- **Passage shown**:
+ + + +
At a downtown hearing on how CPS Energy will produce power and continue cutting emissions over the coming decades, attendees’ attitudes were mixed about the best approach for San Antonio’s municipally owned electric and gas utility.

At the meeting Wednesday at La Villita Assembly Hall, CPS Energy President and CEO Paula Gold-Williams told the crowd that the plan represents “what we can do with what we know now,” and welcomed hearing about the community’s “aspirational goals.”

“We are a bunch of engineers and analysts, so we have to figure out how we really get it done,” said Gold-Williams, who runs the utility that serves 812,000 electric and 344,000 natural gas customers in the San Antonio area.

At issue is the utility’s management of around $11 billion in assets, including power plants that allow it to insulate its customers from volatile electricity pricing it would face if it bought all its power from the grid.

Unlike the San Antonio Water System, City Council, and other local government entities, CPS Energy does not have public comment periods at its monthly board meetings. Councilwoman Ana Sandoval (D7), the only City Council member who spoke at the meeting, called it “historic” for the utility to hold a public hearing before its board.

Despite efforts to get the word out, attendance was sparse, with around half the seating in the event center remaining empty. About half the crowd members rose when Gold-Williams asked CPS Energy employees in the room to stand.

The others seemed evenly divided among people who supported the utility’s so-called Flexible Path and those who favored more aggressive moves to cut emissions.
+ + + +
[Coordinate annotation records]

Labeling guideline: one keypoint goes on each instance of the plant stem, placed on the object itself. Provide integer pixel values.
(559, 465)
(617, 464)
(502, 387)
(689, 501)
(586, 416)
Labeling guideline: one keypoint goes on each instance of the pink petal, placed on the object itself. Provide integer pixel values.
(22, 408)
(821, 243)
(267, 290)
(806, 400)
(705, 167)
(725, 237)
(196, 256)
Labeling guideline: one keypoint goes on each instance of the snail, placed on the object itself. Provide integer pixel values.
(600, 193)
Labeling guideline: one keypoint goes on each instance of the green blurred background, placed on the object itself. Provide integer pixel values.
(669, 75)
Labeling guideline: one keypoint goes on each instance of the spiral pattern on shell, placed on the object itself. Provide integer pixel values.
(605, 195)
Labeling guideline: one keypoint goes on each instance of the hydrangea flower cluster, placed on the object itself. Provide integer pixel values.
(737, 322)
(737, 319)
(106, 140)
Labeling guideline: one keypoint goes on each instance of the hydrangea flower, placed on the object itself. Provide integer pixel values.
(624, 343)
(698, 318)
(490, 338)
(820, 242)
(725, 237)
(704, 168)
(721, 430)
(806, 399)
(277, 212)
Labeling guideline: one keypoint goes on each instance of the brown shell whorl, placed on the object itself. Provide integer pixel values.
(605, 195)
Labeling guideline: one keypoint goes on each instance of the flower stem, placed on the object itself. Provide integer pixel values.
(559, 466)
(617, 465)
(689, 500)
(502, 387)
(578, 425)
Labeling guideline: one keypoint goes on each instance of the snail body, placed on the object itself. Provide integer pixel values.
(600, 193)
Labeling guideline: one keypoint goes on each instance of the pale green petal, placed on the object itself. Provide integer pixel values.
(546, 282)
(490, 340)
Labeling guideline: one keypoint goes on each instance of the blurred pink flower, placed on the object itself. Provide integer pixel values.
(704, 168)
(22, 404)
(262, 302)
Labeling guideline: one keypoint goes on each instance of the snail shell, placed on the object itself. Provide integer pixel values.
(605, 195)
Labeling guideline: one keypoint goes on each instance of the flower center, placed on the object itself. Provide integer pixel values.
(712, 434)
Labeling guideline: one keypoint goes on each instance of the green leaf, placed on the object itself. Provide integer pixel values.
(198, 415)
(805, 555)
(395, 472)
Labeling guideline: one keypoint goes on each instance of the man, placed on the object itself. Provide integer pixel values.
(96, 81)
+ + + +
- **Requests**:
1. In the passage on the CPS Energy hearing, where was Wednesday's meeting held?
2. From the passage on the CPS Energy hearing, write out the part starting with "Unlike the San" and going on through "before its board.".

- **Answers for this exercise**:
1. La Villita Assembly Hall

2.
Unlike the San Antonio Water System, City Council, and other local government entities, CPS Energy does not have public comment periods at its monthly board meetings. Councilwoman Ana Sandoval (D7), the only City Council member who spoke at the meeting, called it “historic” for the utility to hold a public hearing before its board.